**SOURCE TEXT**
>> begin

VOTING PROCEDURE FOR HOLDERS OF ORDINARY SHARES
Shareholders entitled to vote at the Meeting may do so at the Meeting. Shareholders who are unable to attend the Meeting or any adjournment thereof and who wish to ensure that their Ordinary Shares will be voted are requested to complete, date and sign the enclosed form of proxy in accordance with the instructions set out in the form of proxy and in the proxy statement accompanying this Notice and vote it (i) online at www.proxydocs.com/VRAX, (ii) by phone at 866-519-3939, or (iii) by mail to P.O. BOX 8016, CARY, NC 27512-9903 c/o Mediant Communications.
ANNUAL REPORT TO SHAREHOLDERS
Pursuant to Nasdaq’s Marketplace Rules which permit companies to make available their annual report to shareholders on or through the company’s website, the Company posts its annual reports on the Company’s website. The Company adopted this practice to avoid the considerable expense associated with mailing physical copies of such report to record holders. You may obtain a copy of our annual report to shareholders by visiting the “SEC Filings” heading under the “SEC Filings” section of the Company’s website at https://ir.viraxbiolabs.com/. If you want to receive a paper or email copy of the Company’s annual report to shareholders, you must request one. There is no charge to you for requesting a copy. Please make your request for a copy to the Investor Relations Contact of the Company, at info@viraxbiolabs.com
PROPOSAL NO. 1
APPROVAL OF THE CONSOLIDATION OF THE COMPANY’S ORDINARY SHARES
General
The Board of Directors believes that it is in the best interest of the Company and the shareholders, and is hereby soliciting shareholder approval, to effect a share consolidation of the Company’s authorized, issued and outstanding Ordinary Shares at a ratio within a range of not less than ten Ordinary Shares for one Ordinary Share and not greater than thirty Ordinary Shares for one Ordinary Share (the "Share Consolidation"), with the exact ratio to be determined by further action at the discretion of the Board to be effective on a date on or prior to July 11, 2026 as may be determined by the Board and announced by the Company, so that all shareholders holding every ten to thirty Ordinary Shares (the "Pre-Consolidation Ordinary Shares") will hold one Ordinary Share of par value ranging from US$0.10 to US$0.30 each (the "Post-Consolidation Ordinary Shares"), with such Post-Consolidation Ordinary Shares having the same rights and being subject to the same restrictions (save for par value) as the Pre-Consolidation Ordinary Shares as set out in the Company's existing memorandum and articles of association in effect at the time of Effective Date, and any fractional shares created as a result of the Share Consolidation to be rounded up to the nearest whole share be approved.
The Share Consolidation must be passed by ordinary resolution which requires the affirmative vote of a simple majority of the votes cast by, or on behalf of, the shareholders entitled to vote at the Meeting either present in person or represented by proxy at the Meeting. If our shareholders approve this proposal, our Board of Directors will have the authority to effect the Share Consolidation on or before the Effective Date, and any one director or officer of the Company will be authorized, for and on behalf of the Company, to do all such other acts or things necessary or desirable to implement, carry out and give effect to the Share Consolidation, if and when deemed advisable by the Board in its sole discretion, including instructing the Company's registered office in the Cayman Islands to file the resolutions of the shareholders and the resolutions of the board of directors with the Registrar of Companies of the Cayman Islands.

>> end

**STATED EXERCISE 1**
State whether each statement agrees with the notice, answering yes or no and quoting the words of the notice that decide it: (a) the consolidation ratio may be as high as fifty Ordinary Shares for one Ordinary Share; (b) fractional shares resulting from the consolidation are rounded up; (c) shareholders must pay a fee to request a paper copy of the annual report.
The notice and the rows are unrelated to each other.

**PROVIDED INFORMATION**

>> begin

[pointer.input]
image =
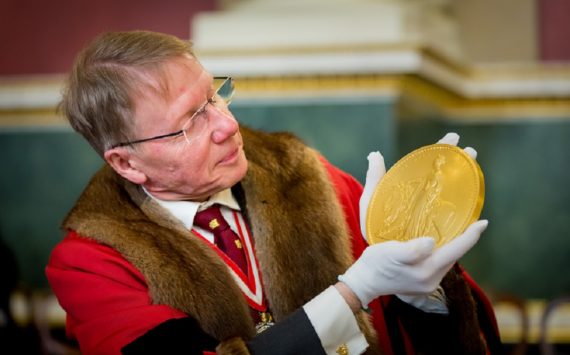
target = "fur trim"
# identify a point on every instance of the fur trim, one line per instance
(463, 312)
(289, 202)
(233, 346)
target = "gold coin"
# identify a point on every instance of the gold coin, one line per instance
(437, 191)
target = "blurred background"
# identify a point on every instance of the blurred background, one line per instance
(348, 77)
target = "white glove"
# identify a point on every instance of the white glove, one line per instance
(408, 256)
(412, 267)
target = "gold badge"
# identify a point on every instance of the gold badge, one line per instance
(437, 191)
(214, 224)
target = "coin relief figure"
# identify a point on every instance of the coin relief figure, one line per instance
(427, 212)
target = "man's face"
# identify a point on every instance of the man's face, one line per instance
(176, 168)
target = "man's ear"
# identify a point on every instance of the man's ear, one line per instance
(121, 160)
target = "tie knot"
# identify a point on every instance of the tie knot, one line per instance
(211, 219)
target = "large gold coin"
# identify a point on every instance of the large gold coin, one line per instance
(437, 191)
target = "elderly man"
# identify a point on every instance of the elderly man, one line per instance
(198, 236)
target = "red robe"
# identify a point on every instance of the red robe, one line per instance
(109, 305)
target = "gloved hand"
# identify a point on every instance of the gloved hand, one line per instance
(412, 269)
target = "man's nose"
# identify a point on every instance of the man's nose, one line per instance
(223, 123)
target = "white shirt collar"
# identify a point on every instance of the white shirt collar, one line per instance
(186, 210)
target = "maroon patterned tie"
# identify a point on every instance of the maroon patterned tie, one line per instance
(225, 238)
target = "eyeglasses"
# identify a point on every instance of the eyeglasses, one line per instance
(196, 124)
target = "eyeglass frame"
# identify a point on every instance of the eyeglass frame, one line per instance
(198, 111)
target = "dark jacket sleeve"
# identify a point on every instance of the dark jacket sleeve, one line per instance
(294, 335)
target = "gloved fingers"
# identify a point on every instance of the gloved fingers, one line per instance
(453, 139)
(375, 172)
(471, 152)
(409, 252)
(449, 253)
(450, 138)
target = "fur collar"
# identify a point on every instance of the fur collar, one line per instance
(285, 192)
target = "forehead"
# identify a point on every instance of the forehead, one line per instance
(168, 93)
(173, 76)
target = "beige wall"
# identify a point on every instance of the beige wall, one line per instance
(497, 30)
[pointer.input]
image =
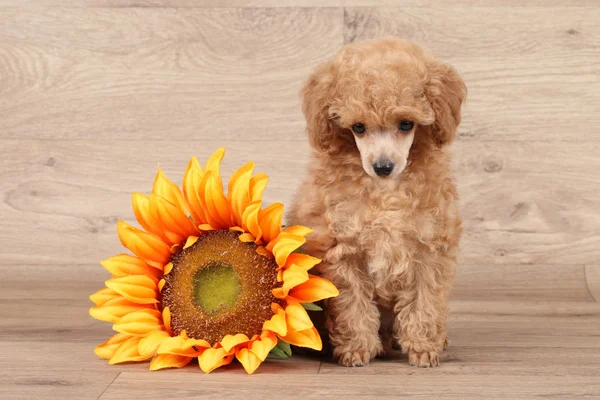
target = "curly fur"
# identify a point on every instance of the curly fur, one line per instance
(386, 243)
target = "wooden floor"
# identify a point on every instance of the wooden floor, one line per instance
(95, 93)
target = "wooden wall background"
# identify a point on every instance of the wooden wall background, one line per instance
(95, 93)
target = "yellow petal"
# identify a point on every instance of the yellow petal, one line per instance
(167, 318)
(107, 349)
(308, 338)
(298, 230)
(103, 295)
(284, 245)
(146, 246)
(140, 289)
(238, 193)
(150, 343)
(169, 191)
(191, 190)
(190, 241)
(257, 187)
(246, 238)
(214, 358)
(270, 221)
(292, 277)
(277, 323)
(230, 341)
(162, 361)
(262, 347)
(249, 360)
(141, 208)
(250, 220)
(296, 318)
(315, 289)
(127, 352)
(140, 323)
(175, 224)
(114, 309)
(303, 261)
(125, 264)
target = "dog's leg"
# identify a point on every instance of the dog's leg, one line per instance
(422, 313)
(352, 317)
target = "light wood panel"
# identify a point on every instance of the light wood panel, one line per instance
(144, 74)
(527, 78)
(592, 273)
(518, 208)
(292, 3)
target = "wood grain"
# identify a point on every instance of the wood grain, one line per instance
(592, 274)
(144, 74)
(526, 79)
(518, 209)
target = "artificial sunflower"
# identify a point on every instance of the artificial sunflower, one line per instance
(212, 277)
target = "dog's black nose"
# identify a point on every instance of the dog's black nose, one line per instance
(383, 168)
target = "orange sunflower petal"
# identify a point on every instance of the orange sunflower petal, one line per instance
(250, 220)
(284, 245)
(292, 277)
(258, 184)
(297, 318)
(141, 289)
(270, 221)
(175, 345)
(127, 352)
(191, 190)
(214, 358)
(141, 208)
(238, 193)
(263, 346)
(303, 261)
(315, 289)
(162, 361)
(114, 309)
(146, 246)
(169, 191)
(248, 359)
(277, 323)
(140, 323)
(175, 224)
(308, 338)
(149, 344)
(125, 264)
(230, 341)
(103, 295)
(107, 349)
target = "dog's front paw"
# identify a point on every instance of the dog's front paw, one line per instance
(355, 358)
(423, 359)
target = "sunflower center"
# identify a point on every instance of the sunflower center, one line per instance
(220, 286)
(217, 287)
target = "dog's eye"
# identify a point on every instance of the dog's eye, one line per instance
(359, 128)
(406, 126)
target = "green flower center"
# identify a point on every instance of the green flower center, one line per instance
(217, 288)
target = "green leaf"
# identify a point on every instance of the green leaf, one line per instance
(279, 353)
(311, 307)
(285, 347)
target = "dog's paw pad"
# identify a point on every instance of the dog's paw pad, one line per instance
(356, 358)
(423, 359)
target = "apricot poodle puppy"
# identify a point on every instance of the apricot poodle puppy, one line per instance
(381, 197)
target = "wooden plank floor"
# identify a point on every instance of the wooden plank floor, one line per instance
(95, 93)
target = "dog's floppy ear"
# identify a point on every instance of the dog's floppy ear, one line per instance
(315, 105)
(445, 91)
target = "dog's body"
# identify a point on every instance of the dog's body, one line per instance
(382, 201)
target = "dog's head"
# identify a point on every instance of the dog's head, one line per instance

>> end

**STATED EXERCISE 2**
Collect every line of the rows that contains the string "frame".

**TASK RESULT 1**
(a) No: "not greater than thirty Ordinary Shares for one Ordinary Share"
(b) Yes: "any fractional shares created as a result of the Share Consolidation to be rounded up to the nearest whole share"
(c) No: "There is no charge to you for requesting a copy."

**TASK RESULT 2**
target = "eyeglass frame"
# identify a point on every instance of the eyeglass frame, one line per instance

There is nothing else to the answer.